___ Given text

Chapter 4
What Does Broadcasting Hide?
Broadcasting is one of the great conveniences of array programming:
a = torch.randn(16, 1, 64)
b = torch.randn(1, 32, 64)
c = a + b
The result has shape (16, 32, 64). The second dimension of a expands. The
first dimension of b expands. Most tensor programmers can read that after a
moment.
But the pause is interesting. For c[3, 5, :], which part of a is used?
Which part of b?
a[3, 0, :]
b[0, 5, :]
The answer is not difficult. That is part of the charm of broadcasting. But it
is not written in the expression a + b; it is recovered from a convention
about singleton dimensions and shape alignment. Broadcasting keeps the code
short by moving the coordinate story into a rule the reader already knows.
That trade is often worth it. It is also an excellent place for a quiet mistake to hide.
The Design Fork: Implicit Expansion or Visible Absence
Broadcasting offers a tempting design: let singleton dimensions expand silently, and trust shape rules to reject impossible cases. This is concise, and for many programs it is exactly what the programmer wants. The weakness is that the source does not say which coordinate was absent by design.
A stricter design could forbid broadcasting entirely. That would make every reuse explicit, and it would also make ordinary tensor formulas unpleasantly heavy. The useful middle ground is to make absence visible in the coordinate story without forcing every expanded element to be written.
Einlang’s notation follows that middle path. A term that lacks j is not an
accident of layout; it is a value that does not depend on j. The design
principle is the same as before: if the missing coordinate matters to later
checking or differentiation, the source should not hide it inside a singleton
dimension.
Every singleton axis should raise a small question: is this value truly independent of that coordinate, or did we merely arrange memory so the library would accept it? A feature bias is independent of batch. A per-example offset is not. Both can be stored as vectors. The coordinate expression is where the distinction becomes hard to miss.
Missing Coordinates
An index-oriented version can make the absence explicit:
let a[i, ~, k] = ...
let b[~, j, k] = ...
let c[i, j, k] = a[i, k] + b[j, k]
The marker ~ denotes an intentionally missing coordinate. It says that a
host layout may contain a singleton dimension, but the value’s meaning does not
depend on that coordinate.
In the expression for c, the term a[i, k] depends on i and k, but not
on j. The term b[j, k] depends on j and k, but not on i. So for one
concrete output coordinate:
c[3, 5, k] = a[3, k] + b[5, k]
There is no hidden singleton axis to remember. Broadcasting becomes a property
of the expression’s free coordinates. If a term does not mention j, it cannot
possibly care which j you picked.

______

Parts of the exercise:
- a) In the broadcasting chapter, reword the part that opens with the words containing "That trade is" and closes with "absent by design.", putting "silent error" in place of "quiet mistake".
- b) According to the broadcasting chapter, what does the marker ~ denote?
- c) List every tensor shape given in the broadcasting chapter, along with the tensor it belongs to.

___ Information provided

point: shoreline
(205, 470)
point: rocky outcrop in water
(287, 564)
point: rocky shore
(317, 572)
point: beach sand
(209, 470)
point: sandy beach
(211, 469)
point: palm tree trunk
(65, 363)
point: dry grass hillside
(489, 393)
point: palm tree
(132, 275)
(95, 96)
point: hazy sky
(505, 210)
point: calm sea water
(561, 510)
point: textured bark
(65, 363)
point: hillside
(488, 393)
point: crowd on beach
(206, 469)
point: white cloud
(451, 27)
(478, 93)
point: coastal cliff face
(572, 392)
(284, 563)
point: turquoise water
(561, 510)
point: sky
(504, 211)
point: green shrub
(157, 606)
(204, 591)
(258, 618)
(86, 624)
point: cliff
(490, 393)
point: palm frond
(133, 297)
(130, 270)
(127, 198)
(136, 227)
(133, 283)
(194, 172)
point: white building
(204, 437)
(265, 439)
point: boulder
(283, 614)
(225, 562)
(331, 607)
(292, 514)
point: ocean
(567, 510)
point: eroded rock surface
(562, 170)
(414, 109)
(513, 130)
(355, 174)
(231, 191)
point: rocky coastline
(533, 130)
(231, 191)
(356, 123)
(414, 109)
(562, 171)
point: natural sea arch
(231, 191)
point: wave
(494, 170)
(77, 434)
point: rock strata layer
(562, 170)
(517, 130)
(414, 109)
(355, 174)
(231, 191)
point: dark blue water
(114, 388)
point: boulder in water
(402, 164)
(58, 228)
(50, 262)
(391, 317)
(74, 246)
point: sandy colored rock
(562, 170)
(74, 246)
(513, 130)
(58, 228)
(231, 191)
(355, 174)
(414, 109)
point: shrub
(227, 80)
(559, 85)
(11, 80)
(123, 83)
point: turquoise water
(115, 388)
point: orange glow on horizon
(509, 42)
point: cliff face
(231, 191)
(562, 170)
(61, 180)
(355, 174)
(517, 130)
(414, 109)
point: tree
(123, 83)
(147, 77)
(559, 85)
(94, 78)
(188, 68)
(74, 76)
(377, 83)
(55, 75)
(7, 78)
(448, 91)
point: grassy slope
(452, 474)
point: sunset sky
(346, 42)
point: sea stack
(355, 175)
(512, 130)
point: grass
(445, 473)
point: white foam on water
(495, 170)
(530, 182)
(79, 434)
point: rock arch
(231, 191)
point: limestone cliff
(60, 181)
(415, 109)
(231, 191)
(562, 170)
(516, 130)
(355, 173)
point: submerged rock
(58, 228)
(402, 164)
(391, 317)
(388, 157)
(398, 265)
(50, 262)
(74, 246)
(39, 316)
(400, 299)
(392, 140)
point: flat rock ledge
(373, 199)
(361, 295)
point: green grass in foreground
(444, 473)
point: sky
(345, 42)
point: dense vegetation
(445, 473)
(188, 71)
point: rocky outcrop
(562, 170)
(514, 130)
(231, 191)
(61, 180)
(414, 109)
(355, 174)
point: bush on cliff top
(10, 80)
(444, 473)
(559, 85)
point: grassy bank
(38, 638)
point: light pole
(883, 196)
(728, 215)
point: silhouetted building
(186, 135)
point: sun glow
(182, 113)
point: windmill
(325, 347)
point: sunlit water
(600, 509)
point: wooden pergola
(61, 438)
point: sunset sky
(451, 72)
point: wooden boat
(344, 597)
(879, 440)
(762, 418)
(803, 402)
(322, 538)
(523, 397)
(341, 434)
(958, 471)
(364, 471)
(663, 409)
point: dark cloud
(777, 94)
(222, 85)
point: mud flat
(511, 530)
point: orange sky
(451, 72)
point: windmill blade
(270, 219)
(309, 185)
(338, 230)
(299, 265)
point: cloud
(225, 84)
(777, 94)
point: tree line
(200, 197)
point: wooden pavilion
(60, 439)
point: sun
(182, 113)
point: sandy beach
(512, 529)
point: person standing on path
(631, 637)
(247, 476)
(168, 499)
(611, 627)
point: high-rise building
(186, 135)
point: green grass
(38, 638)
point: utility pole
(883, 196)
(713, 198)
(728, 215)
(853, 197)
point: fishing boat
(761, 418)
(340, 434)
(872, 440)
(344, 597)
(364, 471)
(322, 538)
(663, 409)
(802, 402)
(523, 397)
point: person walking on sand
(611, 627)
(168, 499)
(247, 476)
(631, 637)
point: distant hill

______

Final results:
- a)
That trade is often worth it. It is also an excellent place for a silent error to hide.
The Design Fork: Implicit Expansion or Visible Absence
Broadcasting offers a tempting design: let singleton dimensions expand silently, and trust shape rules to reject impossible cases. This is concise, and for many programs it is exactly what the programmer wants. The weakness is that the source does not say which coordinate was absent by design.

- b) An intentionally missing coordinate.

- c)
a: (16, 1, 64)
b: (1, 32, 64)
c: (16, 32, 64)